*** Opening of Document excerpt ***
While implementation will not look much different, slowing runoff nonetheless represents an important and prudent step in the balance sheet reduction process. As I said, up to now, the ON RRP has absorbed the entirety of the portfolio runoff. But the ON RRP has also declined a lot; once it reaches zero or stabilizes at a low level, reserves will start declining roughly one-for-one with portfolio runoff, all else equal. The runoff pace so far has been very fast, averaging about $76 billion per month since September 2022—much faster than the pace of runoff in 2017-19.

Given that the aggregate level of reserves that is consistent with ample is uncertain, it is sensible to approach that unknown level carefully. Slowing runoff provides more time and opportunity for the FOMC to evaluate changes in market conditions. It also provides more time for individual institutions to adjust to a lower supply of reserves and for aggregate liquidity to be redistributed within the banking system.

Ultimately, I expect that this approach will allow money markets to continue to function smoothly with a lower level of reserve supply than would have been the case had runoff been allowed to proceed at its current pace for much longer. Yes, continuing runoff at its existing pace might have meant reaching ample reserves sooner, but at the price of a higher risk of rapid changes in market conditions.

Where Is the Balance Sheet Headed?

With SOMA runoff set to slow, an obvious question is where the balance sheet may go from here. As you know, we regularly ask about expectations for the Fed’s balance sheet in our Survey of Primary Dealers and Survey of Market Participants. Over time, survey responses suggest expectations around the end size of the SOMA portfolio have consolidated somewhat (Panel 3). Among other factors, this probably reflects updated views around demand for Federal Reserve liabilities as well as evolving risks to the economic outlook.
*** Close of Document excerpt ***
Summarize the excerpt on balance sheet runoff in three sentences.
*** Opening of Information provided ***
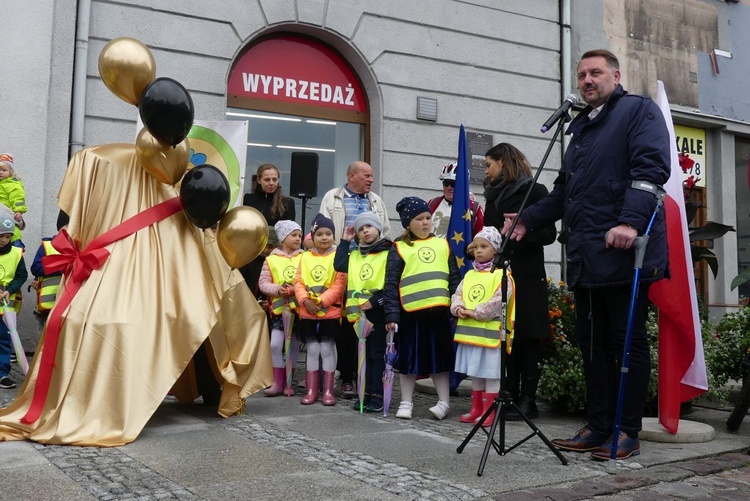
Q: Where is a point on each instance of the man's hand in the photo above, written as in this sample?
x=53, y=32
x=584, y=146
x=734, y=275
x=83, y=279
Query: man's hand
x=518, y=232
x=621, y=237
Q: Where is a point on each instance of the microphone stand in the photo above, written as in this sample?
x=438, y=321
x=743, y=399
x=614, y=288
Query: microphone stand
x=504, y=402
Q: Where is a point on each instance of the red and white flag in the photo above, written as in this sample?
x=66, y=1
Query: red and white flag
x=682, y=368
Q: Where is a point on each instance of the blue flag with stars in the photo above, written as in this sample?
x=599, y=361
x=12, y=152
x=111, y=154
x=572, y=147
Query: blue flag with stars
x=459, y=229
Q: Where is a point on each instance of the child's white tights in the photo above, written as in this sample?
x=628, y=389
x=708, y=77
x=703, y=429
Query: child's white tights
x=485, y=385
x=441, y=382
x=323, y=349
x=277, y=348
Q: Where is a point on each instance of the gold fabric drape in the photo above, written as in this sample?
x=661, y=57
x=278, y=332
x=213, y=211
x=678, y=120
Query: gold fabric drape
x=136, y=322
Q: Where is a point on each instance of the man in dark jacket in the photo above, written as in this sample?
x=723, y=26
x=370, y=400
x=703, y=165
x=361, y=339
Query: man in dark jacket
x=619, y=144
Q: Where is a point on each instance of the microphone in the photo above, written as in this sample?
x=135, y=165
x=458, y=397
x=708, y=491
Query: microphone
x=569, y=102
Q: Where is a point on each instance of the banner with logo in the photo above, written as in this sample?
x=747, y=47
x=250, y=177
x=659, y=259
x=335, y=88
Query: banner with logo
x=691, y=149
x=223, y=145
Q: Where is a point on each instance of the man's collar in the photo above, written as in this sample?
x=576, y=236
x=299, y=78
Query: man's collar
x=350, y=193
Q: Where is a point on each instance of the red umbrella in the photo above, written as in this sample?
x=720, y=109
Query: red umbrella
x=287, y=317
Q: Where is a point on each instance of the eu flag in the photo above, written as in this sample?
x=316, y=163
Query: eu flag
x=459, y=229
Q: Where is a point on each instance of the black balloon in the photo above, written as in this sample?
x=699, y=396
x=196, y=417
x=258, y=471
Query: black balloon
x=167, y=110
x=205, y=195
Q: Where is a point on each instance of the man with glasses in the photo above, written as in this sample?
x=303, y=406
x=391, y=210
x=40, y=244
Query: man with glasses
x=440, y=207
x=343, y=205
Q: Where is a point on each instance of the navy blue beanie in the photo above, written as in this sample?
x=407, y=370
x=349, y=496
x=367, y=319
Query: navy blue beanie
x=319, y=222
x=409, y=208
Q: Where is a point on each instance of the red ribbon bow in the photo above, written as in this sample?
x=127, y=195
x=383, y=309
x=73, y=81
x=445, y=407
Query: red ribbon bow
x=77, y=266
x=71, y=261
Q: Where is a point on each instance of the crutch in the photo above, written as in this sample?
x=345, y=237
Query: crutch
x=639, y=245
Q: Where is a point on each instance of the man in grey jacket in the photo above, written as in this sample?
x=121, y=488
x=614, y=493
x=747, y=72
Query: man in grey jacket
x=343, y=205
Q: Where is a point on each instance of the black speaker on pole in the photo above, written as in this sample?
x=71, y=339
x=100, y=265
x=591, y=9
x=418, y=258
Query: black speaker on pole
x=304, y=183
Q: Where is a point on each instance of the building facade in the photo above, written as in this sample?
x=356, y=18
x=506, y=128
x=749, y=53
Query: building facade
x=388, y=81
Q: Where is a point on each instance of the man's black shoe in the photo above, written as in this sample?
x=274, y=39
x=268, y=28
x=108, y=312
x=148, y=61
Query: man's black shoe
x=586, y=440
x=626, y=447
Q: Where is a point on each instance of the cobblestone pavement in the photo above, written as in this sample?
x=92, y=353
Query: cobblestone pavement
x=278, y=427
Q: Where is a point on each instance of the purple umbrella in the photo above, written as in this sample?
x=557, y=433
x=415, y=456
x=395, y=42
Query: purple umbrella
x=390, y=360
x=9, y=317
x=291, y=346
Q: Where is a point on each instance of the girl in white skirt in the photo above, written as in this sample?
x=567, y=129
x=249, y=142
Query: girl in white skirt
x=478, y=305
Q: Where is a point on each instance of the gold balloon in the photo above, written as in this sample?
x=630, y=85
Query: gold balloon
x=163, y=162
x=126, y=67
x=242, y=235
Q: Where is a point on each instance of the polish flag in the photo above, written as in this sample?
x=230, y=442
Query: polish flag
x=682, y=368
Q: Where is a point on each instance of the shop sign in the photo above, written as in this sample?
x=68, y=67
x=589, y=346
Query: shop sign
x=691, y=149
x=296, y=70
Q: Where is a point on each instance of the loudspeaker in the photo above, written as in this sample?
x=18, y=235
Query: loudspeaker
x=304, y=182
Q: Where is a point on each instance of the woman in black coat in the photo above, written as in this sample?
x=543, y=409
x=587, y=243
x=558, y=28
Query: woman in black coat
x=508, y=177
x=269, y=199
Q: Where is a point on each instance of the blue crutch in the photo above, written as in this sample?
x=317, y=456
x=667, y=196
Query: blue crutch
x=639, y=245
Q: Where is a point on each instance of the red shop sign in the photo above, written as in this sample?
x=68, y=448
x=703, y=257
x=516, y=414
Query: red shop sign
x=296, y=70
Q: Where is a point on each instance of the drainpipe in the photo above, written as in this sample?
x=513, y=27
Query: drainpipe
x=566, y=83
x=78, y=101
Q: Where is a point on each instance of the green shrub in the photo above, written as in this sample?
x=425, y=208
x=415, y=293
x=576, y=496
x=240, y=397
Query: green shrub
x=562, y=382
x=724, y=347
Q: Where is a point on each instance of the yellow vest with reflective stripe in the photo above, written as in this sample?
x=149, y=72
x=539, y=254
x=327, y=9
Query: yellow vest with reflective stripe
x=283, y=270
x=478, y=288
x=365, y=277
x=424, y=281
x=8, y=264
x=48, y=286
x=317, y=273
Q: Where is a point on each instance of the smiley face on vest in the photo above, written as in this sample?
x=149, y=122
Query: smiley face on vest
x=426, y=255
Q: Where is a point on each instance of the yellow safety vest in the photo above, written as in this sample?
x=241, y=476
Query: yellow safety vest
x=366, y=277
x=8, y=264
x=478, y=288
x=283, y=270
x=318, y=274
x=48, y=286
x=424, y=281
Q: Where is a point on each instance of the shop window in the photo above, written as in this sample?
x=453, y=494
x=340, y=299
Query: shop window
x=272, y=137
x=299, y=95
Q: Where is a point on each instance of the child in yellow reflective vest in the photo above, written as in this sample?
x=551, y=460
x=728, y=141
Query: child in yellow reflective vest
x=478, y=304
x=12, y=195
x=318, y=288
x=276, y=281
x=365, y=267
x=420, y=276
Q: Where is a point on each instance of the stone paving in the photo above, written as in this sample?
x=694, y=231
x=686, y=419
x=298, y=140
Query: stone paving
x=288, y=451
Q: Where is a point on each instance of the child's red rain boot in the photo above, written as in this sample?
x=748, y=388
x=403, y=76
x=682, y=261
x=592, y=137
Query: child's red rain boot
x=329, y=378
x=279, y=382
x=476, y=407
x=487, y=399
x=289, y=390
x=311, y=382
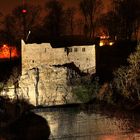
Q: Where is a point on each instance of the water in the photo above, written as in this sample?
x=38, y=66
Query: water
x=91, y=124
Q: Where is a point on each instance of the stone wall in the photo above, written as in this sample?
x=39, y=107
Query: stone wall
x=47, y=73
x=34, y=55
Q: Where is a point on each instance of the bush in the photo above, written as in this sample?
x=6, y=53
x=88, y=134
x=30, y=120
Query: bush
x=86, y=90
x=127, y=78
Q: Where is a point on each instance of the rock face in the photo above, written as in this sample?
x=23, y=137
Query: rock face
x=47, y=85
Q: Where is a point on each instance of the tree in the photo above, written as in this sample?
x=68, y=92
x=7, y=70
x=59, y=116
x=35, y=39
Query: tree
x=127, y=78
x=128, y=11
x=54, y=21
x=89, y=9
x=110, y=21
x=23, y=19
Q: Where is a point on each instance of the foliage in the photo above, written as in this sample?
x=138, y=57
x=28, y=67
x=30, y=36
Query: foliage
x=89, y=9
x=54, y=21
x=128, y=12
x=127, y=78
x=18, y=24
x=87, y=90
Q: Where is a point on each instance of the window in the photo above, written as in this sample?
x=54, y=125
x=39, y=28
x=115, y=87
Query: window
x=75, y=49
x=45, y=49
x=70, y=50
x=83, y=49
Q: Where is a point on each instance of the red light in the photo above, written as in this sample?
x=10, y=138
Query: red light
x=24, y=11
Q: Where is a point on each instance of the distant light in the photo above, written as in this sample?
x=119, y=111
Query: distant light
x=111, y=43
x=4, y=45
x=24, y=11
x=101, y=43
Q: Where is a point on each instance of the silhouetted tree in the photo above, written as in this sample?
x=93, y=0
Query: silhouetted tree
x=110, y=21
x=18, y=24
x=89, y=9
x=54, y=21
x=129, y=14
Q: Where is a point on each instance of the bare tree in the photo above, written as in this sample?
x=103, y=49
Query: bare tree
x=54, y=21
x=23, y=18
x=89, y=9
x=128, y=11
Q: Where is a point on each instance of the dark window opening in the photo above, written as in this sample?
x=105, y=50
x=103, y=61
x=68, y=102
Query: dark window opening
x=83, y=49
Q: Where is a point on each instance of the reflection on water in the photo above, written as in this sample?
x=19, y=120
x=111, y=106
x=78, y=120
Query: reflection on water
x=75, y=124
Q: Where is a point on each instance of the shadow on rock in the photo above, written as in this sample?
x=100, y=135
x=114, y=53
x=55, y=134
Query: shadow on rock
x=25, y=126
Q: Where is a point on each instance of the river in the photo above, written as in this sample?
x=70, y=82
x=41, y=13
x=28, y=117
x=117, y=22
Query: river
x=74, y=123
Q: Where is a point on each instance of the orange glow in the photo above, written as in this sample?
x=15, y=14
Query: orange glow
x=8, y=51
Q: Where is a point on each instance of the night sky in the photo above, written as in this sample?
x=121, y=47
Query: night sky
x=6, y=6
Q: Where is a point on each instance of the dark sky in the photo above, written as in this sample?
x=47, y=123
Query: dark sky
x=6, y=6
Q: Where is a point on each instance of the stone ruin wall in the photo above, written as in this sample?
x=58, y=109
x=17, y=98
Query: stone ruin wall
x=34, y=55
x=44, y=84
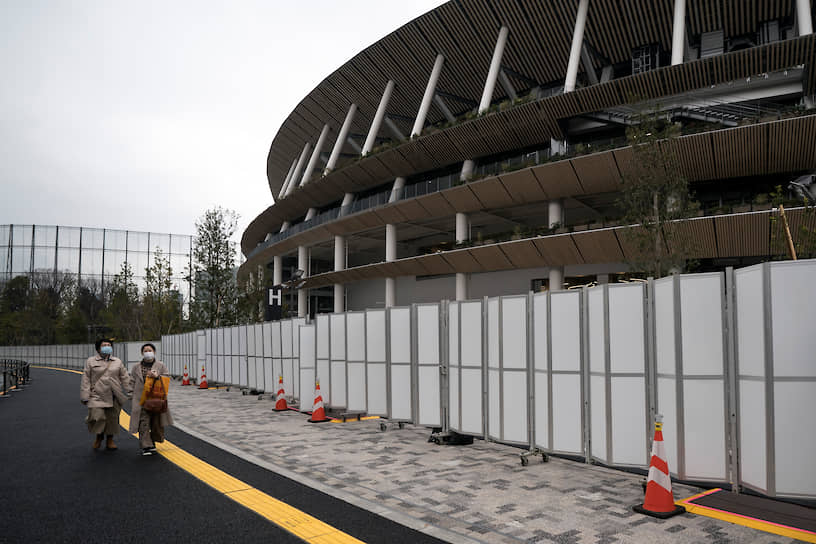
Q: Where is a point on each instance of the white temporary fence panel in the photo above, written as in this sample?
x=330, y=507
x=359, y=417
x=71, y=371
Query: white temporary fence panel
x=260, y=379
x=429, y=358
x=209, y=358
x=619, y=416
x=376, y=363
x=566, y=364
x=307, y=349
x=270, y=380
x=508, y=370
x=297, y=322
x=465, y=363
x=355, y=361
x=276, y=343
x=323, y=367
x=691, y=374
x=252, y=370
x=287, y=363
x=401, y=377
x=542, y=385
x=337, y=345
*** Close of Information provided ***
- [Written solution]: Slowing runoff is described as an important and prudent step in balance sheet reduction: the ON RRP has so far absorbed all portfolio runoff, but once it reaches zero or stabilizes at a low level, reserves will decline roughly one-for-one with runoff, which has averaged about $76 billion per month since September 2022. Because the level of reserves consistent with ample is uncertain, a slower pace gives the FOMC more time to evaluate market conditions and gives institutions more time to adjust, and it is expected to let money markets keep functioning smoothly with lower reserves. Survey responses suggest that expectations for the end size of the SOMA portfolio have consolidated somewhat over time.